(Rows from an object pointing dataset)
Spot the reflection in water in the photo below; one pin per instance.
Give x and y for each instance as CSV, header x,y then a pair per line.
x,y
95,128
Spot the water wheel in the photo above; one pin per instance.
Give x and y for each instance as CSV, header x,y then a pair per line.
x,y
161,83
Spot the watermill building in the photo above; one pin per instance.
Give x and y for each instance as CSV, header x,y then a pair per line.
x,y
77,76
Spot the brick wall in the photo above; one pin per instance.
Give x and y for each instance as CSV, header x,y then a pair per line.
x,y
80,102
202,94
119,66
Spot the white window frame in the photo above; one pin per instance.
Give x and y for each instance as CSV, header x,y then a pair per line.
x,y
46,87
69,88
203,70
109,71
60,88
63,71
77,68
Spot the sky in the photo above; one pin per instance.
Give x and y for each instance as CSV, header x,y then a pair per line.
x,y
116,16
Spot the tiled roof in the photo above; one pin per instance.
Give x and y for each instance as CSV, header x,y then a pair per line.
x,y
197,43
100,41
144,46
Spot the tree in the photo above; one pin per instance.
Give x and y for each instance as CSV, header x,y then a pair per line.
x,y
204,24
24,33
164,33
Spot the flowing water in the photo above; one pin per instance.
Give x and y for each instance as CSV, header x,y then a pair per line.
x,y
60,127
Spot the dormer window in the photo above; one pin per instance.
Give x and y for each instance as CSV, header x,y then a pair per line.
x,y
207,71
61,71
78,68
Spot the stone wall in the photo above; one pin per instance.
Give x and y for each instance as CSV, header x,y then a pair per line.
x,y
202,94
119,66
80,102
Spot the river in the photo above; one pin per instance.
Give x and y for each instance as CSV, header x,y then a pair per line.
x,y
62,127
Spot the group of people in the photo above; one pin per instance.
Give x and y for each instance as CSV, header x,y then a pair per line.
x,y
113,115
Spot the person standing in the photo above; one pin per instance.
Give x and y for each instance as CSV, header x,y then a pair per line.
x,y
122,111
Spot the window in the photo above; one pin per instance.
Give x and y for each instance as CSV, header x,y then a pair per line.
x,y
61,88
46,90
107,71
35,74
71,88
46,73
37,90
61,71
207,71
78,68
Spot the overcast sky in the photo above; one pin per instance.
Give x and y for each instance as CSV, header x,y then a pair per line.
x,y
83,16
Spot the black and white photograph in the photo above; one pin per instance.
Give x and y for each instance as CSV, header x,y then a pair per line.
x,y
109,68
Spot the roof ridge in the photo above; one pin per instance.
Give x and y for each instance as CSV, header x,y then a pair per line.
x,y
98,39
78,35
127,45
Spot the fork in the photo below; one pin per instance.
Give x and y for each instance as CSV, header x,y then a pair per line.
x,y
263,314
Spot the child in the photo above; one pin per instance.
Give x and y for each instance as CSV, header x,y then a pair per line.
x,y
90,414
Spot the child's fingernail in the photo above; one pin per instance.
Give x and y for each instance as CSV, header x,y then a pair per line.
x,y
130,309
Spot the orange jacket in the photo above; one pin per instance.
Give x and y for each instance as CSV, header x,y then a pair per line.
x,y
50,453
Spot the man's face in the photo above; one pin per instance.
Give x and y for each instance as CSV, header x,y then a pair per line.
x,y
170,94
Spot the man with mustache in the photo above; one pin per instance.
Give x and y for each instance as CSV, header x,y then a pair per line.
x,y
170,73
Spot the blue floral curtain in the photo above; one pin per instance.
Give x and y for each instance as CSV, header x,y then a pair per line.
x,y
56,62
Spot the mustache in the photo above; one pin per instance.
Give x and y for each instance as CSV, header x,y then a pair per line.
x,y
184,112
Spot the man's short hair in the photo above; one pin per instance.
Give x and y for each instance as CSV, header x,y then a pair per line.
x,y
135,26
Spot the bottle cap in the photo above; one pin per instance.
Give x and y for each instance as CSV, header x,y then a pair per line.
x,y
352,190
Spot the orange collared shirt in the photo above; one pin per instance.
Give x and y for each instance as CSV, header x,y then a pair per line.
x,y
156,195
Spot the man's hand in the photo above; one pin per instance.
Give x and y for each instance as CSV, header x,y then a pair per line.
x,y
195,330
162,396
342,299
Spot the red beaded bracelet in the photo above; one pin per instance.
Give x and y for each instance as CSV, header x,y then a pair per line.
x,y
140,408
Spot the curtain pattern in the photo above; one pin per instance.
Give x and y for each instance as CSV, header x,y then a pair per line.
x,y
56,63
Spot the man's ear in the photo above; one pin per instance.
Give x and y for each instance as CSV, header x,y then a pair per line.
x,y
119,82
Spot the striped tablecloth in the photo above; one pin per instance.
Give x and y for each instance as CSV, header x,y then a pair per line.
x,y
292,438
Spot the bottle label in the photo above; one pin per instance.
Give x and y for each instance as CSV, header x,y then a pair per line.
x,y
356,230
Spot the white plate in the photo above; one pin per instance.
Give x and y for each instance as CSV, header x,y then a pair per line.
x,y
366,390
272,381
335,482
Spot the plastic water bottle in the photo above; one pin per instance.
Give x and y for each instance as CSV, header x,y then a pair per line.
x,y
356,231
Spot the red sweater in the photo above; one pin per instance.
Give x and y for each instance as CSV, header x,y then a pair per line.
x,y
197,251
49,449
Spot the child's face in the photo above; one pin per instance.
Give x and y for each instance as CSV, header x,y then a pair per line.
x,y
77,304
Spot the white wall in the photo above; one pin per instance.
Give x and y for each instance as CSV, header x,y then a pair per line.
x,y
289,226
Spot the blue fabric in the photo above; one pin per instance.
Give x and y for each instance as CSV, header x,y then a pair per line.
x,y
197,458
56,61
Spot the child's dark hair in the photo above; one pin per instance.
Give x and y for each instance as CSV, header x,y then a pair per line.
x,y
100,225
==
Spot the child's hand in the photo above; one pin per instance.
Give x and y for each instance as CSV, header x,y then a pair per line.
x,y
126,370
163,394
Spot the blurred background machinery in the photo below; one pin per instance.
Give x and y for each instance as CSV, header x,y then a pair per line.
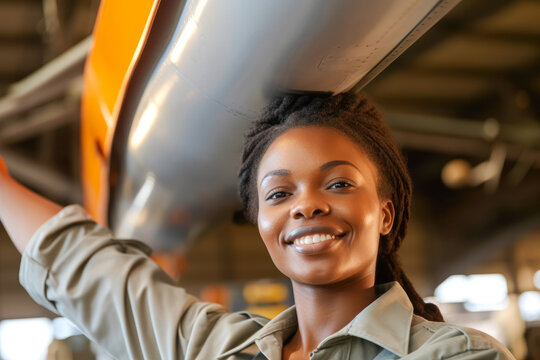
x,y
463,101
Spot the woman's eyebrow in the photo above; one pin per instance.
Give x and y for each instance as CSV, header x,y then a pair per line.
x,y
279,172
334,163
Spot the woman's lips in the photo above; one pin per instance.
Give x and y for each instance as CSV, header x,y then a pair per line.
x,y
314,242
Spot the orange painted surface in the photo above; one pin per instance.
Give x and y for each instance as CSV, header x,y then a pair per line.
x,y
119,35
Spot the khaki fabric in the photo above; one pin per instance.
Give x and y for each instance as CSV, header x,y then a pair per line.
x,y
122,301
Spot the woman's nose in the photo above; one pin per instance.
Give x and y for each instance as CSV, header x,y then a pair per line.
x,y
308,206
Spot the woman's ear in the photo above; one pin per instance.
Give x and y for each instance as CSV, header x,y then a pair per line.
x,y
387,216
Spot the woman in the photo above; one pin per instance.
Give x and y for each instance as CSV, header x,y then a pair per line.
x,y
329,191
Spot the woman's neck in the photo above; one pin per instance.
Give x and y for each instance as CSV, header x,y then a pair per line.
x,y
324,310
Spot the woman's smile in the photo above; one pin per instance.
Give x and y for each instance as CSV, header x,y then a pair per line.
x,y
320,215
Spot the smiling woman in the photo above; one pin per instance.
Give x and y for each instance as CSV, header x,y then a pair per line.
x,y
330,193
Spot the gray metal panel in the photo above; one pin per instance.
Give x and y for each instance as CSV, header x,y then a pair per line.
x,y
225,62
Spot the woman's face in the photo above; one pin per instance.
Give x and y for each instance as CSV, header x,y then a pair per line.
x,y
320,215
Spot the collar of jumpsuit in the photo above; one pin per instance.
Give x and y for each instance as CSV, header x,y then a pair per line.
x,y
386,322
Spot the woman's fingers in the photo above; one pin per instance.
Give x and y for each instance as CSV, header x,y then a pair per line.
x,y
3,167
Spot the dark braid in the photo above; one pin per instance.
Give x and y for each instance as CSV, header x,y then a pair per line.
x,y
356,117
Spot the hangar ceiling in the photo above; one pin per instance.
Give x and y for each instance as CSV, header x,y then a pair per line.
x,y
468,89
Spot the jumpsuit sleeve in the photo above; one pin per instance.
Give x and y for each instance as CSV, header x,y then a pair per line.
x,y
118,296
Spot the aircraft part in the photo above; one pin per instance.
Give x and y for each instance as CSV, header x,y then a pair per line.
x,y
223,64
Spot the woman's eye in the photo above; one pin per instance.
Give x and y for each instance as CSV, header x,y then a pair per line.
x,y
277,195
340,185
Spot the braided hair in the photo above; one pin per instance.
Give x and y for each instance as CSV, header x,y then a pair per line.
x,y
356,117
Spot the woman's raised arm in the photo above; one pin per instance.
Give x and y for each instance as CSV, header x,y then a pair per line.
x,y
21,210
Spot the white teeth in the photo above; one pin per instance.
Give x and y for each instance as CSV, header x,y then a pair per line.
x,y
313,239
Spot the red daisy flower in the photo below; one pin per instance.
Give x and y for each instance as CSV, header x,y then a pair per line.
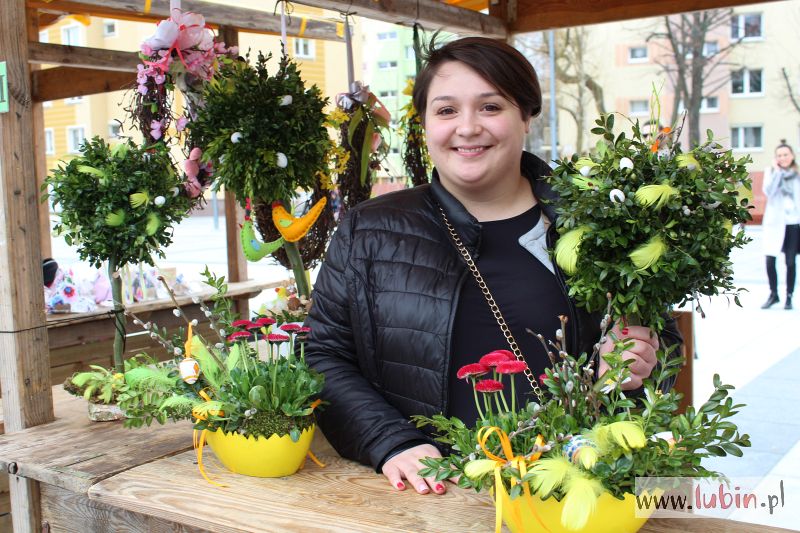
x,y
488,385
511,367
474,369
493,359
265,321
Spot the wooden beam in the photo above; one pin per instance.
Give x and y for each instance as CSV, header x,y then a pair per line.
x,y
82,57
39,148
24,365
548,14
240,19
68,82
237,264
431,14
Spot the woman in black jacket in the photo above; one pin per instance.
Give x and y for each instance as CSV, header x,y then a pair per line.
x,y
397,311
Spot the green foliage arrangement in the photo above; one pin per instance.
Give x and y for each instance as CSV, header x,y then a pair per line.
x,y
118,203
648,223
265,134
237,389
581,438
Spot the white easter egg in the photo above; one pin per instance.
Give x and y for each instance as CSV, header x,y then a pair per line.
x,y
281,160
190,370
...
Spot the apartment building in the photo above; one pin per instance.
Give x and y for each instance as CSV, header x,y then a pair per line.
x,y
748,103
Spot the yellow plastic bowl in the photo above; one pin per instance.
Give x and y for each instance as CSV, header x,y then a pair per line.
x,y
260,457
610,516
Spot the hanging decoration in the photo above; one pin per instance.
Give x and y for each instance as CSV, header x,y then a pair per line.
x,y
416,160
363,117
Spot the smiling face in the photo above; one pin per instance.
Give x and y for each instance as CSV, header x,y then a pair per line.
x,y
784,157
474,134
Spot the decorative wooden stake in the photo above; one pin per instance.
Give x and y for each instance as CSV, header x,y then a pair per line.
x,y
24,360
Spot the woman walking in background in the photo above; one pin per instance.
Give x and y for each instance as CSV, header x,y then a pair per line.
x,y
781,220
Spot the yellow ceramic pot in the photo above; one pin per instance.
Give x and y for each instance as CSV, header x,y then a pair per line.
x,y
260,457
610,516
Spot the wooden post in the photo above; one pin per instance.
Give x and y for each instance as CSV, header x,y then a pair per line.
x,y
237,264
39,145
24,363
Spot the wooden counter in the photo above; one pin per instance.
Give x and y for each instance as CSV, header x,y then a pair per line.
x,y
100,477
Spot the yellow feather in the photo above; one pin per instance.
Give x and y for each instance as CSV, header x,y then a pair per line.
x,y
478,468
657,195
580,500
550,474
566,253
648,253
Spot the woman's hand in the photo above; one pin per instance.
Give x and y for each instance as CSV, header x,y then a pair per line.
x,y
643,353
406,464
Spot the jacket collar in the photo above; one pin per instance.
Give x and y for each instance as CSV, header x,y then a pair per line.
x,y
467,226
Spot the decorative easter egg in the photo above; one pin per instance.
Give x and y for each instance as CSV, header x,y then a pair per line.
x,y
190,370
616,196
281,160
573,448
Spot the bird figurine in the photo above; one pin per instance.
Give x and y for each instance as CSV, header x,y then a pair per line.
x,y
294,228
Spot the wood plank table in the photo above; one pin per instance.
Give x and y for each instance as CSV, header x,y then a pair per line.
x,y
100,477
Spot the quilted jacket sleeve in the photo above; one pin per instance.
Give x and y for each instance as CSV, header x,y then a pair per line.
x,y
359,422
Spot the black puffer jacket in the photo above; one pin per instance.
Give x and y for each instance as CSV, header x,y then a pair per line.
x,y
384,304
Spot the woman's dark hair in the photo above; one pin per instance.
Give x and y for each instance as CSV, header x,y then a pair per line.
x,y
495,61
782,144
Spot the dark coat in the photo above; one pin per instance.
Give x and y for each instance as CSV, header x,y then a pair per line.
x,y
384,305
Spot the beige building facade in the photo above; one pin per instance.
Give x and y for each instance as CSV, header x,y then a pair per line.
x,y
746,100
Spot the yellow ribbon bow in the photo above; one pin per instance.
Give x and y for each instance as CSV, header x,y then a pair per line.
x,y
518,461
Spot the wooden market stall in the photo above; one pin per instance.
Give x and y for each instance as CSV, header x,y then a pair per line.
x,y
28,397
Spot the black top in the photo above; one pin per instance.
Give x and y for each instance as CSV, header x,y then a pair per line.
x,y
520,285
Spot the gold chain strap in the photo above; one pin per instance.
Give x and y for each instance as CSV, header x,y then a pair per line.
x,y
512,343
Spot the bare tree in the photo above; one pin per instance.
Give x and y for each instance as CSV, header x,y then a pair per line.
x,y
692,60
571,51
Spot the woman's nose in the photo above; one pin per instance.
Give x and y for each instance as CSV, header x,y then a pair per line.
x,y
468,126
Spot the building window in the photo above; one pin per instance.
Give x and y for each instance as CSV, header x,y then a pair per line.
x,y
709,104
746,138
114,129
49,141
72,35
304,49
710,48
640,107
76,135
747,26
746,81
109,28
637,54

Requirements ▸ Extract every line of the listing above that contains the string "sleeve". Treat the match as case-sensitive.

Response ▸
Spot the jumpsuit sleeve in the photo above; one pin per instance.
Spot the quilted jacket sleeve in the photo above; one pin per instance.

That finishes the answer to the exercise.